"Il bruco (2017)". Foto di Aldo Ettore Quagliozzi

"Il bruco (2017)". Foto di Aldo Ettore Quagliozzi
"Il bruco" (2017). Nikon Coolpix P900. Foto macro. Stato larvale della falena diurna "Macroglossum stellatarum" volgarmente detta "sfinge colibrì".

sabato 19 marzo 2022

Lavitadeglialtri. 19 «Mio padre è russo, mia madre è ucraina. E sono felice che siano già morti e che non abbiano dovuto vivere questa mostruosa tragedia».

 

A lato. "Murale" visto in una strada di Roma.

----------

Stabilisci se ciascuna affermazione concorda con il testo selezionato, rispondendo sì o no e citando alla lettera le parole del testo che lo decidono. (a) La foto "Il bruco" è stata scattata con una Nikon Coolpix P900. (b) Il bruco ritratto è lo stato larvale di una falena notturna. (c) Nella frase citata, chi parla afferma che la propria madre è russa.

----------

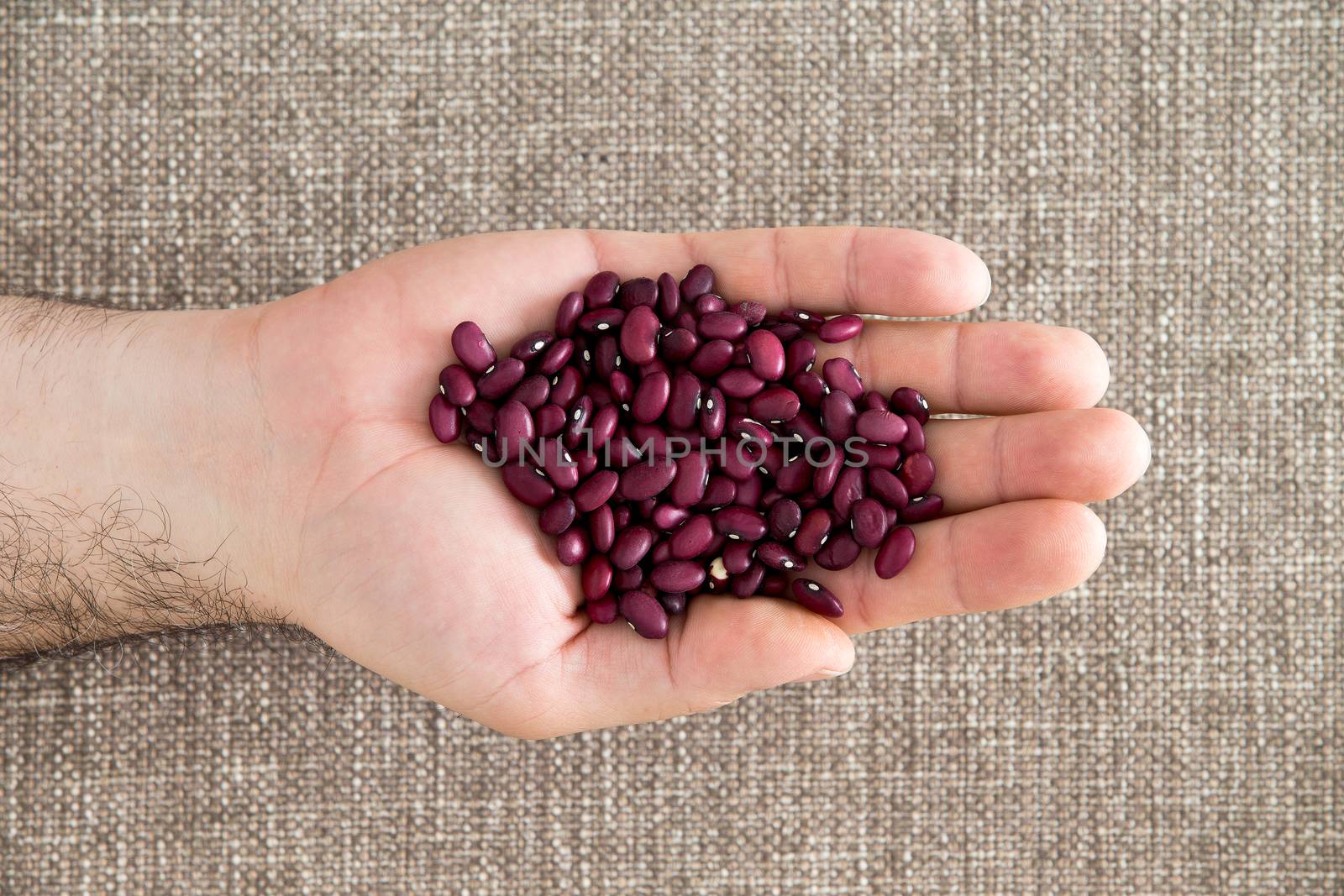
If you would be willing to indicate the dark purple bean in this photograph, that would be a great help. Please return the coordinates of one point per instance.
(817, 598)
(528, 485)
(739, 383)
(669, 516)
(777, 405)
(907, 401)
(472, 348)
(917, 473)
(766, 355)
(848, 490)
(922, 508)
(712, 414)
(678, 575)
(669, 297)
(839, 374)
(531, 345)
(457, 385)
(837, 416)
(737, 557)
(777, 557)
(840, 328)
(692, 537)
(692, 473)
(596, 490)
(602, 610)
(514, 429)
(647, 479)
(445, 419)
(718, 492)
(869, 521)
(601, 289)
(640, 291)
(785, 515)
(566, 385)
(895, 553)
(558, 515)
(631, 546)
(602, 528)
(568, 315)
(596, 577)
(651, 399)
(880, 426)
(640, 335)
(712, 358)
(839, 553)
(696, 282)
(685, 401)
(722, 325)
(557, 356)
(741, 524)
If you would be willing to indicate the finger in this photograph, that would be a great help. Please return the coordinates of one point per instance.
(980, 367)
(1079, 456)
(721, 649)
(994, 559)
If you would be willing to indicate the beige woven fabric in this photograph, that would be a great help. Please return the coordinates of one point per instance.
(1166, 175)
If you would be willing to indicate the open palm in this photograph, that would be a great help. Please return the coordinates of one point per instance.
(413, 559)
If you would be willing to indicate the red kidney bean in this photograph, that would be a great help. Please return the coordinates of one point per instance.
(922, 508)
(457, 385)
(917, 473)
(601, 289)
(558, 515)
(596, 577)
(602, 610)
(777, 405)
(721, 324)
(812, 532)
(869, 521)
(739, 523)
(445, 419)
(631, 546)
(501, 379)
(839, 553)
(651, 399)
(840, 328)
(880, 426)
(837, 416)
(886, 486)
(848, 490)
(602, 528)
(472, 348)
(777, 557)
(669, 297)
(895, 553)
(692, 539)
(568, 315)
(712, 358)
(647, 479)
(817, 598)
(839, 374)
(678, 575)
(640, 335)
(596, 490)
(907, 401)
(528, 485)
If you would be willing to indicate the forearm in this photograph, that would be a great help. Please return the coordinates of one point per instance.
(123, 474)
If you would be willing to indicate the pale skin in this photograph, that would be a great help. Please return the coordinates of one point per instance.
(288, 443)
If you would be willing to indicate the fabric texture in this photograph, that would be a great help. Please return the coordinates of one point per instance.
(1166, 176)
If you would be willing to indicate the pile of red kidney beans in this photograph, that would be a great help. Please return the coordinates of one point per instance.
(675, 445)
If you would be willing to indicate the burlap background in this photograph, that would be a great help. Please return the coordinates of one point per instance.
(1166, 175)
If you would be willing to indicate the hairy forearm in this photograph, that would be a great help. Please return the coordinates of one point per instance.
(123, 474)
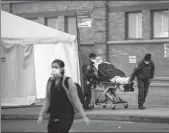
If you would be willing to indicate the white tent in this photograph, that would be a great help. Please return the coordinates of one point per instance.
(28, 48)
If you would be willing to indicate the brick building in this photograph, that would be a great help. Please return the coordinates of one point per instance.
(119, 29)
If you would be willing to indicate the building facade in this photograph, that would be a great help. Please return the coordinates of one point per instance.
(119, 29)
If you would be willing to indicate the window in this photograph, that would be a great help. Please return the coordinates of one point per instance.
(34, 19)
(52, 22)
(134, 25)
(71, 25)
(160, 24)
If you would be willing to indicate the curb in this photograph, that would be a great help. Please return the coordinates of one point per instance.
(148, 119)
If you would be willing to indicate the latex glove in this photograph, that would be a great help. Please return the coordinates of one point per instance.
(40, 119)
(86, 120)
(150, 80)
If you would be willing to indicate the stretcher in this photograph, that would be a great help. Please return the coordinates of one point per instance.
(108, 96)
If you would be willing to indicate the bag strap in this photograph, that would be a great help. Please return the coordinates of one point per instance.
(66, 82)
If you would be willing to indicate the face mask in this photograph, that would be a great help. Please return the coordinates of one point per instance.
(146, 62)
(56, 72)
(92, 60)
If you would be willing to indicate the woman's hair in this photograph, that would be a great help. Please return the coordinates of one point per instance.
(61, 65)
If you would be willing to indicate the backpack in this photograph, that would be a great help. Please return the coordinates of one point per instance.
(79, 90)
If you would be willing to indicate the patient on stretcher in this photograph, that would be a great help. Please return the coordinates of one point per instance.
(107, 72)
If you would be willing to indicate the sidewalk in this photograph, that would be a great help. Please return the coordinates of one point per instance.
(151, 114)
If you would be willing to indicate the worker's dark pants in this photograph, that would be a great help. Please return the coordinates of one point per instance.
(62, 125)
(143, 86)
(87, 95)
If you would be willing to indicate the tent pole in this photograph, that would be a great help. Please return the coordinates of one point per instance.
(80, 61)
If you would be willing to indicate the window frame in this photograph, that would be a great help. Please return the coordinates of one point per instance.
(152, 23)
(46, 20)
(127, 25)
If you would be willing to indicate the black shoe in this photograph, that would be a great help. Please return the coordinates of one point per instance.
(141, 107)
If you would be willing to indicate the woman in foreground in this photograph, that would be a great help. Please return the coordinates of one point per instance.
(61, 102)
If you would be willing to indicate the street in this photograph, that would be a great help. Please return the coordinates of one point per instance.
(79, 126)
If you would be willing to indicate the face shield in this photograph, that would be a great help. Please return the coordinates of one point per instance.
(99, 61)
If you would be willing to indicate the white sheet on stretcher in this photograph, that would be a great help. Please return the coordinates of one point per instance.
(120, 80)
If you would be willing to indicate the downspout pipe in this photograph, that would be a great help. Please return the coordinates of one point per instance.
(107, 28)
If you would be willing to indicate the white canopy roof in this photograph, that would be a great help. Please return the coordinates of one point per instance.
(18, 28)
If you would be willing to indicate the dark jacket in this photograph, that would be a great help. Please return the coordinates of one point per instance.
(71, 94)
(143, 71)
(88, 72)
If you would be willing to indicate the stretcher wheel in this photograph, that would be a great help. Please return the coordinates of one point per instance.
(126, 105)
(113, 107)
(92, 105)
(104, 106)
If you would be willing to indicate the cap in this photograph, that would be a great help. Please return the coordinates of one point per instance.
(147, 57)
(92, 55)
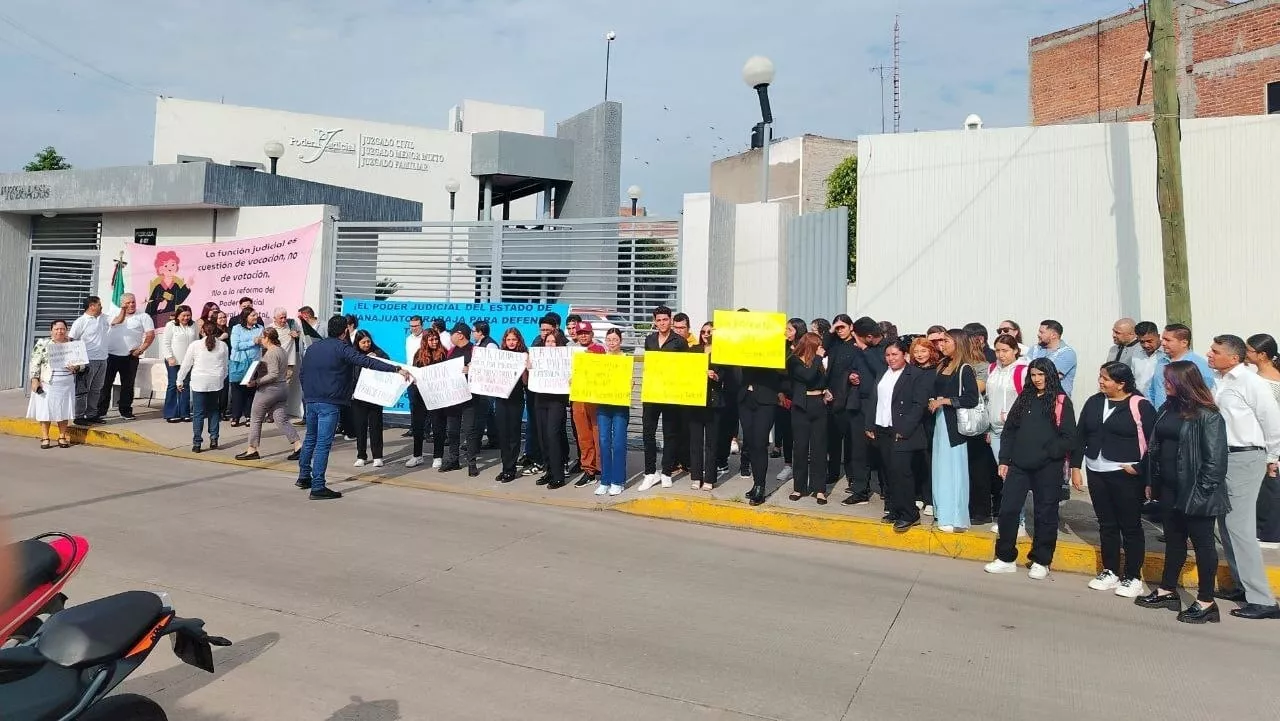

----------

**Risultato:**
(a) Sì: "Nikon Coolpix P900."
(b) No: "Stato larvale della falena diurna"
(c) No: "Mio padre è russo, mia madre è ucraina."